• _Assignment_: Search the listing for the string "several". Copy every line that has it.

---- Dataset

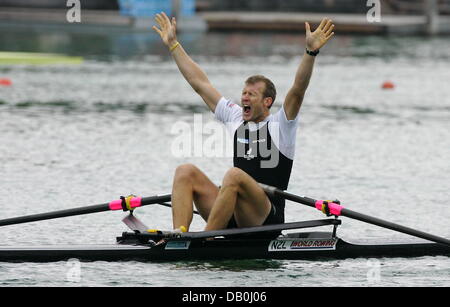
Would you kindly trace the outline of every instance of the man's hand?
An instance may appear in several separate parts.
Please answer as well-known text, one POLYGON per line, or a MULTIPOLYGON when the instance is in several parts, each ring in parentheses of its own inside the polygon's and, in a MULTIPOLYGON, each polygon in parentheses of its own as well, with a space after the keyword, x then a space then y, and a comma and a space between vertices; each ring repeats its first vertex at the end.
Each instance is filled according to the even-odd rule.
POLYGON ((177 22, 172 20, 165 13, 156 14, 155 20, 159 28, 153 26, 153 30, 161 36, 163 43, 169 48, 175 63, 183 77, 202 97, 211 111, 216 110, 216 105, 222 95, 212 86, 205 72, 186 53, 181 44, 177 41, 177 22))
MULTIPOLYGON (((316 31, 311 32, 309 23, 305 22, 306 28, 306 49, 309 51, 319 51, 334 35, 334 25, 331 19, 324 18, 316 31)), ((306 89, 314 67, 314 56, 305 55, 295 74, 294 85, 289 90, 284 100, 284 111, 288 120, 295 119, 300 111, 306 89)))
POLYGON ((316 31, 311 32, 311 27, 308 22, 305 22, 306 27, 306 48, 310 51, 317 51, 323 47, 334 35, 334 24, 329 18, 322 19, 316 31))
POLYGON ((156 26, 153 26, 152 29, 161 36, 162 41, 167 47, 172 47, 177 43, 177 21, 175 17, 172 17, 172 21, 170 21, 166 13, 163 12, 156 14, 155 20, 160 29, 156 26))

--------

• _Finished task_:
An instance may appear in several separate parts.
Please answer as well-known text, one POLYGON per line, or a MULTIPOLYGON when the instance is in several parts, each ring in parentheses of its own inside the polygon's and, in a MULTIPOLYGON, each polygon in parentheses of its own as well, with a space after the keyword, x then a space then y, and a comma and a space between vertices; each ring repeats its first vertex at the end.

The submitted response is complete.